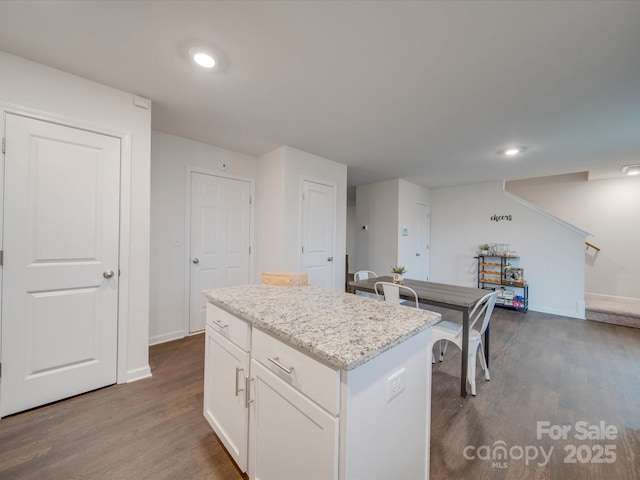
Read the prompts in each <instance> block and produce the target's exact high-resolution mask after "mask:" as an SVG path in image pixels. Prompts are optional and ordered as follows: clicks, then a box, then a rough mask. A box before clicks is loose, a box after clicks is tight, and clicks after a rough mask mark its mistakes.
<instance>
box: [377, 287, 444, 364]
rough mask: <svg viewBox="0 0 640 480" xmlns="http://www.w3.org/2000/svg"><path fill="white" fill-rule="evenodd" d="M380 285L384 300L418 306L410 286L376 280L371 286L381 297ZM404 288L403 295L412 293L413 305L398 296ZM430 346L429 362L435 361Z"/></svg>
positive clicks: (416, 299)
mask: <svg viewBox="0 0 640 480" xmlns="http://www.w3.org/2000/svg"><path fill="white" fill-rule="evenodd" d="M380 285H382V291H383V292H384V300H385V301H386V302H391V303H399V304H404V305H407V306H415V307H416V308H420V304H419V303H418V294H417V293H416V291H415V290H414V289H413V288H410V287H405V286H404V285H398V284H396V283H389V282H376V283H375V285H374V286H373V288H375V290H376V295H378V298H380V299H382V297H381V296H380V293H379V291H378V288H379V286H380ZM403 290H406V293H405V295H413V298H414V300H415V305H410V303H411V302H410V301H409V302H407V301H403V300H402V299H401V298H400V292H401V291H403ZM431 346H432V352H431V362H435V361H436V360H435V358H434V357H433V344H432V345H431Z"/></svg>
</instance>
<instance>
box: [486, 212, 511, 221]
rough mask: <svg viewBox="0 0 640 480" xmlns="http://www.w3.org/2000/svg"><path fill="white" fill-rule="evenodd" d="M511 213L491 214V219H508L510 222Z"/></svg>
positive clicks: (496, 213) (493, 219) (493, 220)
mask: <svg viewBox="0 0 640 480" xmlns="http://www.w3.org/2000/svg"><path fill="white" fill-rule="evenodd" d="M511 218H512V217H511V215H498V214H497V213H494V214H493V215H492V216H491V221H492V222H501V221H502V220H506V221H508V222H510V221H511Z"/></svg>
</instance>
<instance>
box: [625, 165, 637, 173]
mask: <svg viewBox="0 0 640 480" xmlns="http://www.w3.org/2000/svg"><path fill="white" fill-rule="evenodd" d="M622 173H626V174H627V175H640V165H625V166H624V167H622Z"/></svg>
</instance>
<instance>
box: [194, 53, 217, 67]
mask: <svg viewBox="0 0 640 480" xmlns="http://www.w3.org/2000/svg"><path fill="white" fill-rule="evenodd" d="M191 57H192V58H193V61H194V62H196V63H197V64H198V65H200V66H201V67H203V68H213V67H215V66H216V61H215V60H214V59H213V57H212V56H211V55H209V54H208V53H205V52H203V51H201V50H197V51H195V52H193V53H192V54H191Z"/></svg>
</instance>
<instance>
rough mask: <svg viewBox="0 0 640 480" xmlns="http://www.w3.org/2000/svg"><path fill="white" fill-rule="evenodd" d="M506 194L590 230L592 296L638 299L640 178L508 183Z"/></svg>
mask: <svg viewBox="0 0 640 480" xmlns="http://www.w3.org/2000/svg"><path fill="white" fill-rule="evenodd" d="M507 190H508V191H510V192H512V193H514V194H516V195H518V196H520V197H522V198H524V199H526V200H527V201H529V202H531V203H534V204H536V205H539V206H540V207H542V208H544V209H545V210H547V211H549V212H550V213H552V214H554V215H556V216H558V217H560V218H562V219H564V220H566V221H568V222H571V223H573V224H574V225H577V226H579V227H580V228H583V229H584V230H587V231H588V232H589V233H591V234H592V235H593V236H592V237H590V238H588V239H587V241H589V242H590V243H593V244H595V245H597V246H598V247H599V248H600V249H601V250H600V252H595V251H593V250H589V251H588V252H586V254H585V260H586V262H585V263H586V281H585V290H586V291H587V292H588V293H592V294H598V295H607V296H614V297H626V298H635V299H640V281H638V278H640V255H638V254H637V249H638V245H640V177H629V176H620V178H610V179H601V180H590V181H587V177H586V175H561V176H557V177H547V178H538V179H530V180H519V181H513V182H507Z"/></svg>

Your task :: Pictures in the records must not appear in the copy; transcribe everything else precisely.

Written reply ::
Read the prompts in each <instance> block and produce the target's exact high-resolution mask after "mask:" as an SVG path in image pixels. Prompts are optional and ordered as follows: clicks, then a box, then a rough mask. A box before clicks is loose, a box after clicks is tight, and clicks after a rough mask mark its mistakes.
<instance>
box: [377, 287, 444, 364]
rough mask: <svg viewBox="0 0 640 480" xmlns="http://www.w3.org/2000/svg"><path fill="white" fill-rule="evenodd" d="M380 285L384 300L418 306L410 286L376 280L371 286L381 297ZM404 288L403 295L412 293L413 305L398 296ZM430 346L429 362L435 361Z"/></svg>
positive clicks: (416, 299)
mask: <svg viewBox="0 0 640 480" xmlns="http://www.w3.org/2000/svg"><path fill="white" fill-rule="evenodd" d="M380 285H382V291H383V292H384V300H385V301H386V302H391V303H399V304H404V305H407V306H415V307H416V308H420V304H419V303H418V294H417V293H416V291H415V290H414V289H413V288H410V287H405V286H404V285H398V284H396V283H389V282H376V283H375V285H374V286H373V288H375V290H376V295H378V298H380V299H382V297H381V296H380V293H379V291H378V288H379V286H380ZM403 290H406V293H405V295H413V298H414V300H415V305H410V303H411V302H410V301H409V302H407V301H403V300H402V299H401V298H400V292H401V291H403ZM431 346H432V352H431V362H435V361H436V360H435V358H434V357H433V344H432V345H431Z"/></svg>
</instance>
<instance>
box: [486, 212, 511, 221]
rough mask: <svg viewBox="0 0 640 480" xmlns="http://www.w3.org/2000/svg"><path fill="white" fill-rule="evenodd" d="M511 213L491 214V219H508L510 222Z"/></svg>
positive clicks: (496, 213) (493, 219) (493, 220)
mask: <svg viewBox="0 0 640 480" xmlns="http://www.w3.org/2000/svg"><path fill="white" fill-rule="evenodd" d="M511 218H512V217H511V215H498V214H497V213H494V214H493V215H492V216H491V221H492V222H501V221H502V220H506V221H508V222H510V221H511Z"/></svg>
</instance>
<instance>
box: [625, 165, 637, 173]
mask: <svg viewBox="0 0 640 480" xmlns="http://www.w3.org/2000/svg"><path fill="white" fill-rule="evenodd" d="M622 173H626V174H627V175H640V165H625V166H624V167H622Z"/></svg>
</instance>
<instance>
box: [194, 53, 217, 67]
mask: <svg viewBox="0 0 640 480" xmlns="http://www.w3.org/2000/svg"><path fill="white" fill-rule="evenodd" d="M191 57H192V58H193V61H194V62H196V63H197V64H198V65H200V66H201V67H203V68H213V67H215V66H216V61H215V60H214V59H213V57H212V56H211V55H209V54H208V53H205V52H203V51H201V50H197V51H195V52H193V53H192V54H191Z"/></svg>
</instance>
<instance>
rough mask: <svg viewBox="0 0 640 480" xmlns="http://www.w3.org/2000/svg"><path fill="white" fill-rule="evenodd" d="M506 194L590 230L592 296L638 299L640 178L508 183Z"/></svg>
mask: <svg viewBox="0 0 640 480" xmlns="http://www.w3.org/2000/svg"><path fill="white" fill-rule="evenodd" d="M507 190H508V191H510V192H512V193H514V194H516V195H518V196H520V197H522V198H524V199H526V200H527V201H529V202H531V203H534V204H536V205H539V206H540V207H542V208H544V209H545V210H547V211H549V212H550V213H552V214H554V215H556V216H558V217H560V218H562V219H564V220H566V221H568V222H571V223H573V224H574V225H577V226H579V227H580V228H583V229H584V230H587V231H588V232H589V233H591V234H592V235H593V236H592V237H590V238H588V239H587V241H589V242H590V243H593V244H595V245H597V246H598V247H599V248H600V249H601V250H600V252H595V251H593V250H589V251H588V252H586V254H585V260H586V262H585V263H586V281H585V290H586V291H587V292H588V293H592V294H598V295H607V296H614V297H626V298H635V299H640V281H638V278H640V255H638V254H637V249H638V245H640V177H629V176H620V178H610V179H601V180H590V181H587V177H586V175H561V176H557V177H547V178H538V179H530V180H519V181H513V182H507Z"/></svg>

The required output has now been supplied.